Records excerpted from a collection
- - -

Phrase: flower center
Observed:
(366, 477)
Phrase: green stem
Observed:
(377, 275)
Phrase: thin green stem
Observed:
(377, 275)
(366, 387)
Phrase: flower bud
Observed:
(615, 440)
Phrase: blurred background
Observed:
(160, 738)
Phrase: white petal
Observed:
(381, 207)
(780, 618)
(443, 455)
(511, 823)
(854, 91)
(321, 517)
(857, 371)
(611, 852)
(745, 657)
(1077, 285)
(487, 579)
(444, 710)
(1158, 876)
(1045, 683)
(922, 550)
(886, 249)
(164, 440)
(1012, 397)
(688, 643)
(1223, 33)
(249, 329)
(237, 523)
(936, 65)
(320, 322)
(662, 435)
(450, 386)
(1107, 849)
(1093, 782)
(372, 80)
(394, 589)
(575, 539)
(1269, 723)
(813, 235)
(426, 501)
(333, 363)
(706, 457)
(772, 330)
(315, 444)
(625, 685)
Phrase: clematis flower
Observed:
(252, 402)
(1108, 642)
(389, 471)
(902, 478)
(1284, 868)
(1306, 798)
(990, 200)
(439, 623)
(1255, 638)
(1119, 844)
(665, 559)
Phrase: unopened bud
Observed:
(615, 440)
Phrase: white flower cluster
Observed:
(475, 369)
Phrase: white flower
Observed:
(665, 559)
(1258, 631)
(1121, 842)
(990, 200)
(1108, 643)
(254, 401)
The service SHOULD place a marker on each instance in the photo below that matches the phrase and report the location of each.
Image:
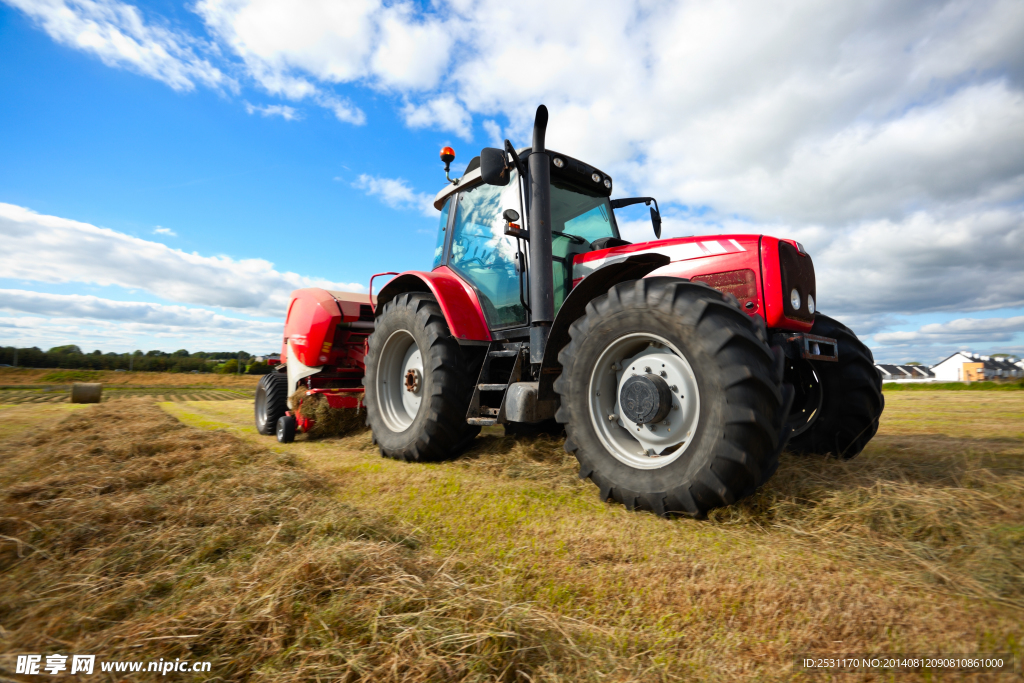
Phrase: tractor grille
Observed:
(798, 273)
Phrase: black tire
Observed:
(738, 433)
(438, 430)
(271, 401)
(851, 399)
(286, 428)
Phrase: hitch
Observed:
(811, 347)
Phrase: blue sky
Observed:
(169, 172)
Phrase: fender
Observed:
(458, 300)
(599, 282)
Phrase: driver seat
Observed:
(607, 243)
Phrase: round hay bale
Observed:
(329, 421)
(86, 392)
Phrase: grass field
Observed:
(322, 560)
(110, 378)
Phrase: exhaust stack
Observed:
(542, 288)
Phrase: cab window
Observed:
(484, 256)
(578, 218)
(441, 233)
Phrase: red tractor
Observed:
(679, 369)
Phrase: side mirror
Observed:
(494, 168)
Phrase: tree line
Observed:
(72, 357)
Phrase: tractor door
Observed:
(484, 256)
(578, 218)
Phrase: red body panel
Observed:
(698, 257)
(458, 300)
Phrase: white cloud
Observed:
(117, 34)
(495, 133)
(343, 110)
(84, 253)
(285, 112)
(962, 331)
(123, 336)
(924, 262)
(443, 113)
(396, 194)
(96, 308)
(888, 137)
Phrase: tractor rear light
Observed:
(797, 273)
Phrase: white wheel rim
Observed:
(638, 445)
(398, 404)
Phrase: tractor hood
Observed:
(680, 249)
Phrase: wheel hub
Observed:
(413, 380)
(645, 398)
(399, 381)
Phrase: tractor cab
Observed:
(483, 239)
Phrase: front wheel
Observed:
(271, 401)
(846, 395)
(671, 398)
(418, 383)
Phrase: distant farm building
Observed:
(966, 367)
(961, 367)
(904, 373)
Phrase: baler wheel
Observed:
(418, 384)
(851, 399)
(286, 428)
(671, 397)
(271, 401)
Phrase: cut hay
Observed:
(329, 421)
(126, 535)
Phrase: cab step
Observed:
(502, 366)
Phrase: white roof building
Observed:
(964, 366)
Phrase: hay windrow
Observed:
(128, 535)
(329, 421)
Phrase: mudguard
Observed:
(632, 266)
(458, 300)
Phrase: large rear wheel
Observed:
(846, 396)
(671, 398)
(418, 384)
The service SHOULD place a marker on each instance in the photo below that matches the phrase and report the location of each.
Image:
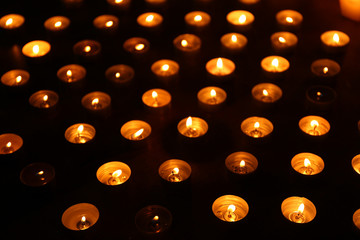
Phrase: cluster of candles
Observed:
(229, 208)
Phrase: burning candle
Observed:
(325, 68)
(15, 78)
(256, 127)
(120, 73)
(241, 163)
(37, 48)
(192, 127)
(153, 219)
(350, 9)
(80, 133)
(220, 67)
(150, 20)
(71, 73)
(211, 95)
(289, 19)
(283, 41)
(136, 45)
(44, 99)
(298, 209)
(12, 21)
(165, 68)
(80, 216)
(197, 19)
(135, 130)
(230, 208)
(175, 170)
(187, 42)
(307, 163)
(106, 22)
(234, 41)
(37, 174)
(113, 173)
(266, 92)
(57, 23)
(314, 125)
(156, 98)
(10, 143)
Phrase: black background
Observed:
(36, 212)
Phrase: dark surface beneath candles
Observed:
(36, 212)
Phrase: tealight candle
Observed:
(283, 41)
(241, 163)
(289, 19)
(165, 68)
(135, 130)
(71, 73)
(156, 98)
(212, 95)
(136, 45)
(314, 125)
(57, 23)
(307, 163)
(234, 42)
(113, 173)
(106, 22)
(298, 209)
(256, 127)
(240, 19)
(197, 19)
(80, 133)
(44, 99)
(220, 67)
(87, 48)
(11, 21)
(14, 78)
(325, 68)
(37, 174)
(175, 170)
(80, 216)
(230, 208)
(266, 92)
(37, 48)
(350, 9)
(150, 20)
(187, 43)
(10, 143)
(334, 41)
(120, 73)
(192, 127)
(96, 101)
(153, 219)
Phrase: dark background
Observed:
(36, 212)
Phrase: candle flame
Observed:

- - -

* _Your assignment_: Find the lines that mention "building" in the entries and show them.

* _Result of this exercise_:
Phrase: distant farm building
Phrase: white roof building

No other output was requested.